While the chief danger to the settlers from Indian attacks came from the many Tuscarora, the first resistance the land-hungry settlers of Bath County faced came from the smaller tribes into whose territory they first moved. The first to resist the advancing tide of civilization were the Core (sometimes called Coree) and Nynee Indians, who lived south of the Neuse River. In 1703 they were declared public enemies by the Carolina government, which was determined to carry on a war against them. While the records of this conflict are gone, the Indians evidently were defeated, for the next time they are mentioned in history, they have moved into the interior where the Tuscarora have granted them land only six miles from one of their chief towns.

Throughout Bath County during the first decade of the eighteenth century, rumors of Indian plots and conspiracies constantly spread. In 1703, Lionel Reading wrote that an Indian had told one settler that several villages had "fully resolved to make trail (trial) of it for to see which is the ardiest." The next year word spread that some of the Tuscarora towns near the Pamlico settlement were becoming unusually friendly with the Bear River Indians, with the apparent intention of inciting them to attack the whites. About this same time the Machapunga Indians began to harass the settlers, which took the form of threats, hog-stealing, and actual assault on one settler. The settler did not fail to note that the Machapunga moved their village "nigh a wildnernesse where upon the least Intimation they can easily repair without being pursued."
Throughout this period the Bear River and Machapunga Indians continued their petty annoyances, and the settlers continued to petition the government for something to be done about the situation. Little seems to have been though for the settlers remained prey to roving bands of Indians who would enter a settler's home, ransack it, kill his hogs, and assault him if he protested.

Written request 1:
Using the passage on Bath County settlers, decide whether each statement agrees with it. Answer yes or no, quoting the words that settle it.
(a) The Core and Nynee Indians lived north of the Neuse River.
(b) In 1703 the Carolina government declared the Core and Nynee public enemies.
(c) Records of the war against the Core and Nynee survive.
Written request 2: Extend the passage on Bath County settlers and their troubles with nearby Indians, picking up after its final sentence.

Information shown:
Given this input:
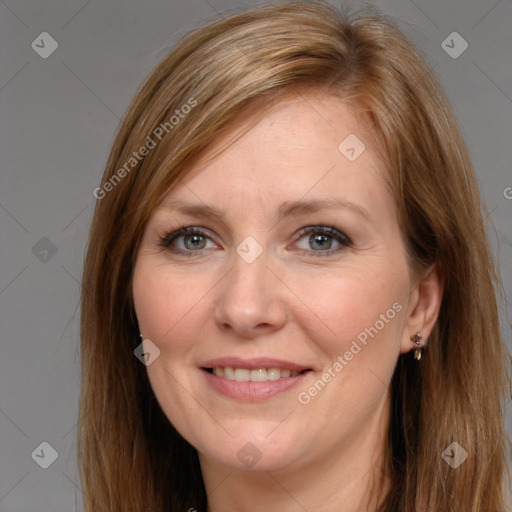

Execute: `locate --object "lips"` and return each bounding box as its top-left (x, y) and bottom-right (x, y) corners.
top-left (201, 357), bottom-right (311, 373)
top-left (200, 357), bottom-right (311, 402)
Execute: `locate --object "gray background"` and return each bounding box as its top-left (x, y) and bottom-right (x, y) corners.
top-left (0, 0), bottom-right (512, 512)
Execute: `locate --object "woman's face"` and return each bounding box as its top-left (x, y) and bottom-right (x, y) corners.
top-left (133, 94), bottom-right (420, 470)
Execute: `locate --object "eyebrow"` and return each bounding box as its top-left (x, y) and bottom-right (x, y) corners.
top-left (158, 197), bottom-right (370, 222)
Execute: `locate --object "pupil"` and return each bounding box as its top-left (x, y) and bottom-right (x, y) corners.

Exercise answer 1:
(a) No: "who lived south of the Neuse River."
(b) Yes: "In 1703 they were declared public enemies by the Carolina government."
(c) No: "While the records of this conflict are gone."

Exercise answer 2:
In 1707, Robert Kingham reported that the settlers on the Pamlico told him that "they expected ye Indians every day to come and cutt their throat and yet they had no person to head ym [them] or Else they would goe and secure all ye Pamticough Indians."

Obviously, relations between the early white settlers and the Indians were not as harmonious as many historians have pictured. From the first, the Indians resented the colonists' encroachment upon their territory and used every means they had to show this resentment, at times resorting to out and out war. The Tuscarora, by all odds the dominant Indian power in North Carolina, had watched the steadily growing settlements with distrust, seething over each movement into a new area. When the tide of civilization flowed into the Pamlico-Neuse region, they saw the handwriting on the wall. They now decided they must make a stand or gradually be overrun, and by the summer of 1711, apparently decided to try to destroy the whites.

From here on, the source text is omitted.